### Instructions to follow
Rewrite all of the records below, swapping "innermost point" for "central point" wherever it occurs and leaving everything else unchanged.

|---|

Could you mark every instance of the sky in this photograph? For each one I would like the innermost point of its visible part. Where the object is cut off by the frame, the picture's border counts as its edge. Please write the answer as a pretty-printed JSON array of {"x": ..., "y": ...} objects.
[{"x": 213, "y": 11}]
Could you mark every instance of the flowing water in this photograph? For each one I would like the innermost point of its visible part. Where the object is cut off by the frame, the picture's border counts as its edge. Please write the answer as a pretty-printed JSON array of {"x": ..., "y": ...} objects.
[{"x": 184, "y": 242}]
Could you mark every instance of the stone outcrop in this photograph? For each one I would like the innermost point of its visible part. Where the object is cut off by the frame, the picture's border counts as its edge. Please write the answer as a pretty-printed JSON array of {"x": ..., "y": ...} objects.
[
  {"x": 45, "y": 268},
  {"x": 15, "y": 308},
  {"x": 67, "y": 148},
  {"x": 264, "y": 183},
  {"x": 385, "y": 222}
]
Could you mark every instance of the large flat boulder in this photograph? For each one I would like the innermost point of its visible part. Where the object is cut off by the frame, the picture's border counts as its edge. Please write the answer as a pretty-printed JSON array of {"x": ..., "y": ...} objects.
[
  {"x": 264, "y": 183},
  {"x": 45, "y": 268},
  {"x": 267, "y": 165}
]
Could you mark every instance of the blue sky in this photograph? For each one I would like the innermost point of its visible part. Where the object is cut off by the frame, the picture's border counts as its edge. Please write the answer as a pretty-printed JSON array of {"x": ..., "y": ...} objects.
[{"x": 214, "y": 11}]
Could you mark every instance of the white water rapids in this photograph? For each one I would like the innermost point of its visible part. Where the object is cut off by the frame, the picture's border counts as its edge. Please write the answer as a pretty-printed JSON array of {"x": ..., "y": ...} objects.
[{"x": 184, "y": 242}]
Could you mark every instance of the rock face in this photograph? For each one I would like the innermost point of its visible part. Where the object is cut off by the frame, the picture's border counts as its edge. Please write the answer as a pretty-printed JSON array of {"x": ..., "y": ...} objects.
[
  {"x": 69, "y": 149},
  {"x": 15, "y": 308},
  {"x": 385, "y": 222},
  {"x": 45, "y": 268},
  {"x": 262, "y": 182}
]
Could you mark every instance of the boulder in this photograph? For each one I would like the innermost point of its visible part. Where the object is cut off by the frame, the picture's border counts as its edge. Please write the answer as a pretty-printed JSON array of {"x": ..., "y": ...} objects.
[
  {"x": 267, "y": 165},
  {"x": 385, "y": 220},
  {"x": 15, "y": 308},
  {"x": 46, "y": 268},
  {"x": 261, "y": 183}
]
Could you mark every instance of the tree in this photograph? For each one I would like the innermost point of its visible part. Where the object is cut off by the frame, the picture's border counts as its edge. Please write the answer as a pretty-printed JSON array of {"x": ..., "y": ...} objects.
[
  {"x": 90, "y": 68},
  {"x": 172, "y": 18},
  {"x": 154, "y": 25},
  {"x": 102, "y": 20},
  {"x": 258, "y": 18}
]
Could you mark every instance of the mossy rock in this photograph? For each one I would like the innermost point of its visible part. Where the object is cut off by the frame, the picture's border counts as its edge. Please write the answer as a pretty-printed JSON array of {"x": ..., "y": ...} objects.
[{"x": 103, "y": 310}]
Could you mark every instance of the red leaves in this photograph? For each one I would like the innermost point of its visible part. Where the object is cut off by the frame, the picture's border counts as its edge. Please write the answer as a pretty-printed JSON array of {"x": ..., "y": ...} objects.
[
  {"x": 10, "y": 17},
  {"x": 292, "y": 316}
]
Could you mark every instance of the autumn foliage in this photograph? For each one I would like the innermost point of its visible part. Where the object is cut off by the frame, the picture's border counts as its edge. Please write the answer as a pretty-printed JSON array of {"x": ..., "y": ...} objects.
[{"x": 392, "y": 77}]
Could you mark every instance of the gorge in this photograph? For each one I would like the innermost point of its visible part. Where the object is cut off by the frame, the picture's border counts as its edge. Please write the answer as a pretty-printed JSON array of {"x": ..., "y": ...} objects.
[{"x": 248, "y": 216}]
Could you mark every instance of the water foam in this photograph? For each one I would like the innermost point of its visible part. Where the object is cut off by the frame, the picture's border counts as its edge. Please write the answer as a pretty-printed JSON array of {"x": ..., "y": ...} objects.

|---|

### Correct result
Could you mark every instance of the sky in this photograph? For each one I would like the central point of its visible part. Where the object is cut off by the frame, the picture's border counts as its edge. Please write the answer as a pretty-printed JSON array of {"x": ..., "y": ...} objects.
[{"x": 213, "y": 11}]
Could you mark every instance of the flowing water in this photograph? For each one I would like the central point of its visible part. Where the object is cut off by the frame, the picture's border counts as its edge. Please write the answer as a pretty-printed JSON array of {"x": ..., "y": ...} objects.
[{"x": 184, "y": 242}]
Could you mark every instance of the stone outcrop in this photograph? For each one I would like the central point of its visible part. Where the object is cut off by the frame, the picture's border counts as its edge. Please write the answer as a pretty-printed JSON array of {"x": ..., "y": ...} objects.
[
  {"x": 45, "y": 268},
  {"x": 15, "y": 308},
  {"x": 67, "y": 148},
  {"x": 264, "y": 183},
  {"x": 385, "y": 222}
]
Could you mark every instance of the large flat boulder in this photograph? For each one I would like the central point of its visible part. Where the object is cut off by the frame, the picture's border counts as its edge. Please write the answer as a pretty-printed JSON array of {"x": ..., "y": ...} objects.
[
  {"x": 264, "y": 183},
  {"x": 45, "y": 268},
  {"x": 267, "y": 165}
]
Could you mark every instance of the blue sky in this photograph? For each one I would like the central point of its visible part. Where the object is cut off by the frame, the picture's border counts as its edge. Please write the answer as a pretty-printed JSON array of {"x": ..., "y": ...} objects.
[{"x": 214, "y": 11}]
Could you mark every instance of the white water rapids in this photograph? For each one I would like the central point of its visible part. Where the object is cut off by the frame, the picture's border counts as its edge. Please write the answer as a pretty-printed JSON array of {"x": ..., "y": ...} objects.
[{"x": 184, "y": 242}]
Could you mark every instance of the rock face in this photograph? For each one I would like the central point of its visible part. Where the object is cut off by the frame, the picture's border counts as its edge. Please write the answer as a pretty-printed JSON array of {"x": ..., "y": ...} objects.
[
  {"x": 69, "y": 149},
  {"x": 15, "y": 308},
  {"x": 385, "y": 222},
  {"x": 45, "y": 268},
  {"x": 262, "y": 182}
]
Could you mark every instance of the boulder in this photograph? For each one I would like the central point of its visible part. Where the object is cut off by the frame, the picture's border counts as its edge. Please write the answer as a pretty-printed JSON array of {"x": ..., "y": ...} objects.
[
  {"x": 267, "y": 165},
  {"x": 385, "y": 220},
  {"x": 15, "y": 308},
  {"x": 46, "y": 268},
  {"x": 261, "y": 183}
]
Could you mark every instance of the tree in this photograph? For each one I would like the central point of its visible part. Where the object is cut off by the frame, the picture's border counts as its edge. Please write the answer as a pretty-printed JSON array of {"x": ..., "y": ...} objects.
[
  {"x": 90, "y": 68},
  {"x": 172, "y": 18},
  {"x": 154, "y": 25},
  {"x": 102, "y": 20},
  {"x": 258, "y": 18}
]
Could you mark every instance of the mossy rock in this photograph? For each one I would like the central point of its visible part. Where the object is cut off by the frame, the picture's border counts as its edge. Please write the answer as a pretty-printed JSON array of {"x": ..., "y": ...} objects.
[{"x": 103, "y": 310}]
Could you mark every instance of the red leaves in this photograph? For each one I would like the central point of its visible part. Where the object is cut off by the frame, the picture's border counts as its edge. Please write the answer as a pretty-printed JSON array of {"x": ..., "y": ...} objects.
[
  {"x": 10, "y": 17},
  {"x": 292, "y": 316}
]
Could you mark every instance of the autumn foliage in this photograph? For each one I would like the central point of its visible part. Where the object is cut off by the frame, the picture's border counts as its edge. Please write the answer as a pretty-printed JSON array of {"x": ..., "y": ...} objects.
[{"x": 392, "y": 77}]
Could you mark every instance of the gorge in this photograph? For each one I would like the central point of its visible part. Where the object is cut off by the frame, the picture's border counts as its edge. Please write the answer as a pretty-printed JSON array of {"x": ..., "y": ...} objects.
[{"x": 248, "y": 216}]
Could you mark every instance of the water foam in this photograph? For each one I would like the central point of its visible part. Where the object is cut off by the frame, the picture's border counts as its edge. Please write the answer as a pretty-printed JSON array of {"x": ..., "y": ...} objects.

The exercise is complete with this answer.